Answer these from the text on the autonomic nervous system:
1. From which spinal segments do sympathetic preganglionic neurons originate?
2. Which nerve gives the heart its parasympathetic innervation, and which part of the heart does it reach?
3. Where is the cardiovascular center located?

TEXT EXCERPT:
------------------------------------------------
Autonomic Nervous System

• Sympathetic and parasympathetic divisions.
• Includes anatomy, functions, and neurotransmitters.

Sympathetic Nervous System (Thoracolumbar Division)

• Preganglionic neurons originate from spinal segments T1-L2 (lateral horns) and release acetylcholine, which binds to cholinergic receptors (N) on postganglionic neurons.
• Postganglionic neurons are located in the sympathetic chain of ganglia (paravertebral) + prevertebral ganglia, release mostly noradrenaline binding on adrenergic receptors (α1, α2, β1, β2) in target tissues.
• The heart mainly has β1 receptors that cause positive chrono-, ino-, and dromotropic effects.
• Vessels have α1 (vasoconstriction) and β2 (vasodilatation) receptors.

Parasympathetic Nervous System (Craniosacral Division)

• Preganglionic neurons originate from cerebral nuclei of cranial nerves III, VII, IX, and X (75%) and release acetylcholine binding on cholinergic receptors (N) on postganglionic neurons.
• Postganglionic neurons are usually in the wall of the innervated organ, release acetylcholine binding on cholinergic receptors (muscarinic) in target tissues.
• The heart is innervated by the vagus nerve (atria only), causing negative chrono-, ino-, and dromotropic effects.
• Vessels have little to no parasympathetic innervation (0, mostly).

Cardiovascular Center / Vasomotor Center

• Located in the reticular substance of the medulla and lower pons

• Vasoconstrictor area (RVLM - rostral ventrolateral medulla) excite preganglionic vasoconstrictor neurons + cardioexcitatory area.

• Vasodilator area (CVLM - caudal ventrolateral medulla) inhibits the vasoconstrictor area.
------------------------------------------------
DATASET EXCERPT:
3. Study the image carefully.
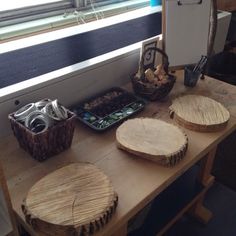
------------------------------------------------
ANSWER TO THIS PROBLEM:
1. Spinal segments T1-L2 (lateral horns).
2. The vagus nerve, which reaches the atria only.
3. In the reticular substance of the medulla and lower pons.